• EXERCISE
Rewrite every line from the one containing "Review step: verify that every instance of the woman" through the end of the items, leaving all other text unchanged. Multiply each x and y coordinate in the answers by 1.45 and round to whole numbers, with halves rounded up.

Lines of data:
————————
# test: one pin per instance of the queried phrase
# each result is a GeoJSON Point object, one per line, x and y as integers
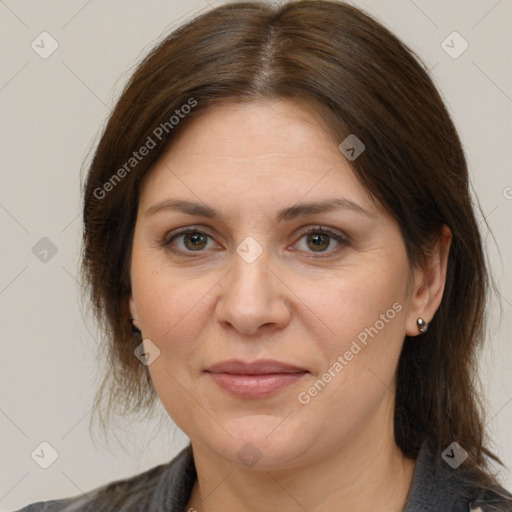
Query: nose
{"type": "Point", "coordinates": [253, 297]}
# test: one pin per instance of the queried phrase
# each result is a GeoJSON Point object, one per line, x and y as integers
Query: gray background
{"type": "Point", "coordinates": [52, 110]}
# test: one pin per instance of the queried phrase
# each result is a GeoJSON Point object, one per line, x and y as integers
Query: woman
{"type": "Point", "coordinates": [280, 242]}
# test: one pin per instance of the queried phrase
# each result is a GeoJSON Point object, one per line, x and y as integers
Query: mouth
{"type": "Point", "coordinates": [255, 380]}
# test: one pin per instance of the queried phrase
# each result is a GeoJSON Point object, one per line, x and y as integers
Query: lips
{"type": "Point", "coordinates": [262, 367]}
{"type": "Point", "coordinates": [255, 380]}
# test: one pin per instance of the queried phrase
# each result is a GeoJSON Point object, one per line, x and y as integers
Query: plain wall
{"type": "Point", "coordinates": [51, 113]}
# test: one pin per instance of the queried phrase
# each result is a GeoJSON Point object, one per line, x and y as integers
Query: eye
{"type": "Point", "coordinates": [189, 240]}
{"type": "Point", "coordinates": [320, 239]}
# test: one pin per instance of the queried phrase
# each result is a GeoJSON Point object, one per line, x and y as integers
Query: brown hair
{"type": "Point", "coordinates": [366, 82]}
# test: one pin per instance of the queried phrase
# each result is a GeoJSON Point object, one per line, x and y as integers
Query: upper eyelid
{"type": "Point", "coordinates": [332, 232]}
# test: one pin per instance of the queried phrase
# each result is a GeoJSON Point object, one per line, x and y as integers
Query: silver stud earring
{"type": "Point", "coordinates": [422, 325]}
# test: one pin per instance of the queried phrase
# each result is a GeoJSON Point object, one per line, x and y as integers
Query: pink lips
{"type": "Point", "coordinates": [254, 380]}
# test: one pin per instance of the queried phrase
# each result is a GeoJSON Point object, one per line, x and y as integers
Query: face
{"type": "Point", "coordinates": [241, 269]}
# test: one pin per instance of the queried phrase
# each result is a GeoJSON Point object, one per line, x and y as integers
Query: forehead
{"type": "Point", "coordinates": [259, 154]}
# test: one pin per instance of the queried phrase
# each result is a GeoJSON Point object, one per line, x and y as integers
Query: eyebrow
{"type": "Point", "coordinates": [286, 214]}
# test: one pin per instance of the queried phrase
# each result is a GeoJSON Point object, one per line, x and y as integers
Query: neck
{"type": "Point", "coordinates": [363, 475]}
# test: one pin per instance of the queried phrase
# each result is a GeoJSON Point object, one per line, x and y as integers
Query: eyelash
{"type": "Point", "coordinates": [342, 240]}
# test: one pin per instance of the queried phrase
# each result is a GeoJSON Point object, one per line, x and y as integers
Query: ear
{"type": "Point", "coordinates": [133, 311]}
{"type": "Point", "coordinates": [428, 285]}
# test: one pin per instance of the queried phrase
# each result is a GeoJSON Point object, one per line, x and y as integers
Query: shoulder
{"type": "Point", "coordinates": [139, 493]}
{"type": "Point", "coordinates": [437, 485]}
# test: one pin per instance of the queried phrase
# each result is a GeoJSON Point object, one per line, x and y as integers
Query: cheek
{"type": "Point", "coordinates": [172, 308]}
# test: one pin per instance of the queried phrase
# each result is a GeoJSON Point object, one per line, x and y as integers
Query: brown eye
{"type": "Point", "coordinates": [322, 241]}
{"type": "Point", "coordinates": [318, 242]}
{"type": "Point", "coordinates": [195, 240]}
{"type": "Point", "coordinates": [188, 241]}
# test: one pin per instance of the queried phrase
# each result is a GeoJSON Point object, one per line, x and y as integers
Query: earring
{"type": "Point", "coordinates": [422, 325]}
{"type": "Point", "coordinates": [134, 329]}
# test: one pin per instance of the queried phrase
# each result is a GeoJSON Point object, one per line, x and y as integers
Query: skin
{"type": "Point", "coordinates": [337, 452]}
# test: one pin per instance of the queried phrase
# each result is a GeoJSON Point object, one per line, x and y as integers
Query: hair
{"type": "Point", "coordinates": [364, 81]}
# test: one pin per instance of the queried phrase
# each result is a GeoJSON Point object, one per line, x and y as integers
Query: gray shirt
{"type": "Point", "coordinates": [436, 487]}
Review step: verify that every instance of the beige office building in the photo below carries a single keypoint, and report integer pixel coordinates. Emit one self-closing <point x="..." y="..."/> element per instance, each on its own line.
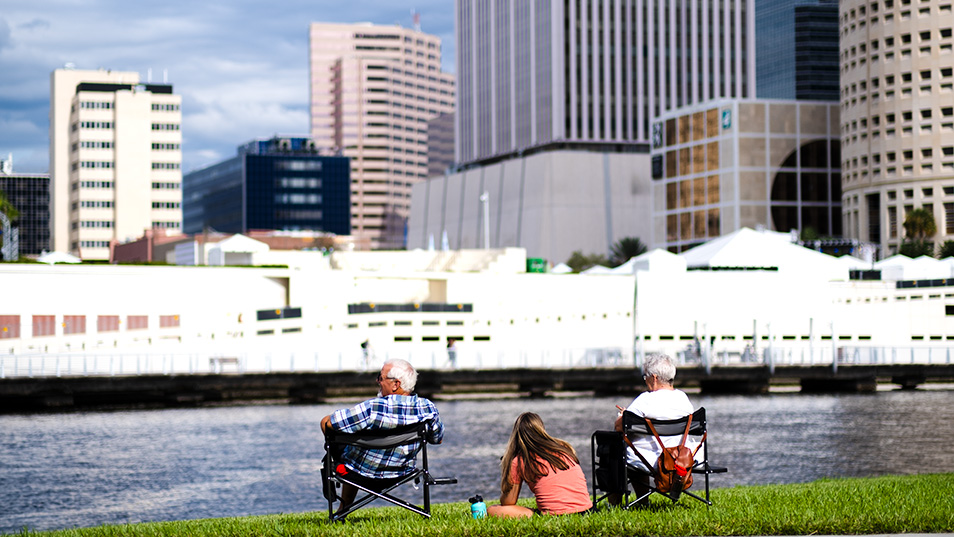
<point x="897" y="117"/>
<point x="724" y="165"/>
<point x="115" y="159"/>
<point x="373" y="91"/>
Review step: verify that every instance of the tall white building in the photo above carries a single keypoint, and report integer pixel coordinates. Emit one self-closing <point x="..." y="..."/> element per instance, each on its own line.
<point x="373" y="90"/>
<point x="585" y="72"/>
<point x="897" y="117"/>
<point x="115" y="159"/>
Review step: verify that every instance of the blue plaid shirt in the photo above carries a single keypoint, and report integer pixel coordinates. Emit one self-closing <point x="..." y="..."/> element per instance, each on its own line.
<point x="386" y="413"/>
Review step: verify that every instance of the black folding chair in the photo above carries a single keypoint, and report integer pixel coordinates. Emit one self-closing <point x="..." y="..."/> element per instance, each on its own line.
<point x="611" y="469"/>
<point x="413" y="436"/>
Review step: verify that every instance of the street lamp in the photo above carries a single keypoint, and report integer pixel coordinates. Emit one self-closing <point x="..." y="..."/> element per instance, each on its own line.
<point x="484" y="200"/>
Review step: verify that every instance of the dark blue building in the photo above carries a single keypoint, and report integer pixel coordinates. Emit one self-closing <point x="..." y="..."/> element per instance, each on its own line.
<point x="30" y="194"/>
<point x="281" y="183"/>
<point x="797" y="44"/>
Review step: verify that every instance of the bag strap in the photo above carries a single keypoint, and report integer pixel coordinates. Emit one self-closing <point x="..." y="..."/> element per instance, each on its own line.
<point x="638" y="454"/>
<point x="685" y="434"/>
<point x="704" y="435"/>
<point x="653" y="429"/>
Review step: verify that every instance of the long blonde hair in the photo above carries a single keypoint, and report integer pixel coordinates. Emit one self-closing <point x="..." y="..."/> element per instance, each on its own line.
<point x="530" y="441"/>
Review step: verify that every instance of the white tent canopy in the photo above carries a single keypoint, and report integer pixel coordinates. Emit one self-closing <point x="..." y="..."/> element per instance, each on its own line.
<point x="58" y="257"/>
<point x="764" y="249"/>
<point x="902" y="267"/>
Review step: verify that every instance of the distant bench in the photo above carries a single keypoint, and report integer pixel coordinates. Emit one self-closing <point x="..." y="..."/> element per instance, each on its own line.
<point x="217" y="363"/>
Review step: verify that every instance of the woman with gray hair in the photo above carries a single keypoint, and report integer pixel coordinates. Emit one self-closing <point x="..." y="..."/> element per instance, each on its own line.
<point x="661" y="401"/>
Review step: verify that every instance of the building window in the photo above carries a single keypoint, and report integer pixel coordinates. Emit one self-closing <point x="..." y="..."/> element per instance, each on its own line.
————————
• RESULT OF THE TASK
Review step: verify that every instance of the woman with gray hair in the photo above carries a single keypoint, and report integer pixel coordinates. Emit one self-closing <point x="..." y="..."/> element per instance, each on its own line.
<point x="958" y="581"/>
Review step: verify that every instance of the building window in the photo above carries a single keypoint, and report integer pixel coordinates. Emit one self-closing <point x="..." y="..."/> element per instance, each on its own line.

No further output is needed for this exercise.